» WHAT IS REQUIRED
Reproduce the part of the material that starts with the line containing "target | grassy field" and runs through the end of the material, word for word. Omit the pictures from your answer.

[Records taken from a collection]
★ ★ ★
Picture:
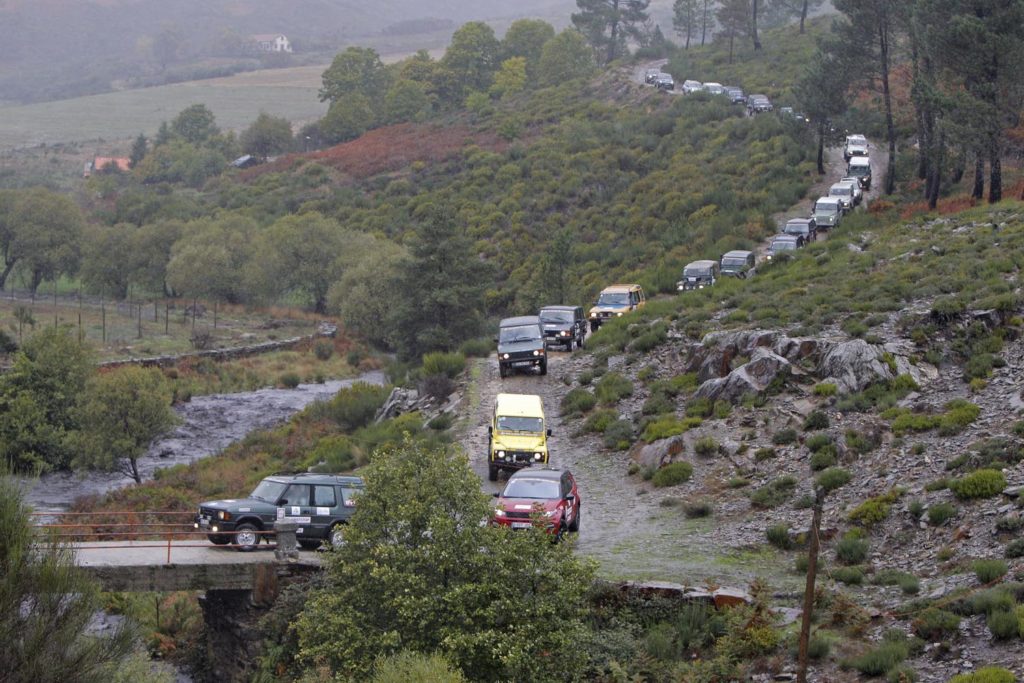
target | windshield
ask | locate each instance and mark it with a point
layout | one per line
(540, 488)
(268, 491)
(519, 333)
(613, 299)
(517, 424)
(556, 315)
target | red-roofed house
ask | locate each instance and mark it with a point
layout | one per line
(100, 163)
(271, 42)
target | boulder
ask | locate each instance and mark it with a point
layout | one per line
(656, 454)
(753, 377)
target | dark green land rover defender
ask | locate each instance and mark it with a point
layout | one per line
(320, 504)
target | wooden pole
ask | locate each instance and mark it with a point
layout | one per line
(812, 570)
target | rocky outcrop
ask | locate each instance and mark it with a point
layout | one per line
(752, 378)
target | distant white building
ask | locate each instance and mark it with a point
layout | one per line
(271, 42)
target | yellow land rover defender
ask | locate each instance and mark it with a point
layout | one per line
(517, 435)
(614, 301)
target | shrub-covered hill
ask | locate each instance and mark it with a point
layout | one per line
(637, 189)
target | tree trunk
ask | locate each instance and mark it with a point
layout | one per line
(812, 570)
(887, 95)
(994, 174)
(754, 26)
(821, 147)
(979, 177)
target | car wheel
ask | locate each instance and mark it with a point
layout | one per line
(574, 526)
(246, 537)
(336, 537)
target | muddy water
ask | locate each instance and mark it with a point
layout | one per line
(208, 425)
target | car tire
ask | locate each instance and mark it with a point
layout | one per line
(336, 537)
(574, 526)
(246, 538)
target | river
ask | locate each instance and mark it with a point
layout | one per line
(208, 425)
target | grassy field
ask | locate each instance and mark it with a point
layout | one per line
(236, 100)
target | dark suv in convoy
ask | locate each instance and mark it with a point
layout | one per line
(320, 504)
(563, 325)
(547, 497)
(520, 344)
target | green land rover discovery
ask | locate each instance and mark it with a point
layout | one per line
(320, 504)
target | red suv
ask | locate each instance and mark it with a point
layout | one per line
(549, 492)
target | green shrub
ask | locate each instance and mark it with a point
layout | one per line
(881, 659)
(825, 389)
(774, 493)
(673, 474)
(815, 421)
(599, 420)
(578, 401)
(849, 575)
(985, 675)
(324, 349)
(619, 435)
(939, 513)
(934, 624)
(439, 363)
(706, 446)
(784, 436)
(476, 348)
(290, 380)
(823, 459)
(778, 536)
(989, 570)
(1003, 625)
(983, 483)
(851, 550)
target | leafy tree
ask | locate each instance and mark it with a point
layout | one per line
(210, 258)
(685, 19)
(823, 92)
(608, 24)
(443, 288)
(347, 119)
(407, 100)
(525, 38)
(511, 78)
(37, 400)
(565, 57)
(299, 254)
(138, 150)
(734, 16)
(120, 415)
(419, 572)
(472, 56)
(195, 124)
(267, 135)
(47, 606)
(43, 235)
(357, 71)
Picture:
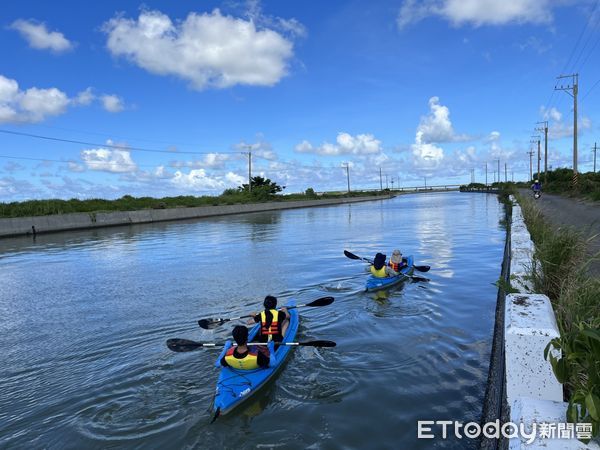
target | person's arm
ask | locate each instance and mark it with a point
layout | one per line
★ ★ ★
» EXERCISE RESULT
target | grassy field
ask | locate each instance and mark it with a point
layout | one per line
(236, 100)
target | dark suv in convoy
ask | locate each instance and mark it with a point
layout | one per line
(320, 504)
(563, 325)
(547, 497)
(520, 344)
target | green land rover discovery
ask | locate each instance and mark it with a point
layout | one per line
(320, 504)
target | red suv
ask | locate each instance and mark it with a point
layout | one per line
(549, 492)
target | green shrub
ask | locate each instance and mark it with a point
layout | one per line
(881, 659)
(825, 389)
(774, 493)
(673, 474)
(815, 421)
(599, 420)
(578, 401)
(849, 575)
(985, 675)
(324, 349)
(619, 435)
(939, 513)
(934, 624)
(439, 363)
(706, 446)
(784, 436)
(476, 348)
(290, 380)
(823, 459)
(778, 536)
(989, 570)
(1003, 625)
(983, 483)
(851, 550)
target | leafy tree
ask | locate each instance and mark it with a point
layout | one per line
(210, 258)
(685, 19)
(823, 92)
(608, 24)
(443, 288)
(347, 119)
(407, 100)
(525, 38)
(511, 78)
(37, 400)
(565, 57)
(299, 254)
(138, 150)
(734, 16)
(120, 415)
(419, 572)
(472, 56)
(195, 124)
(267, 135)
(47, 606)
(43, 235)
(357, 71)
Picture:
target | person's arm
ask | locate each instance and mark it with a point
layout | one per line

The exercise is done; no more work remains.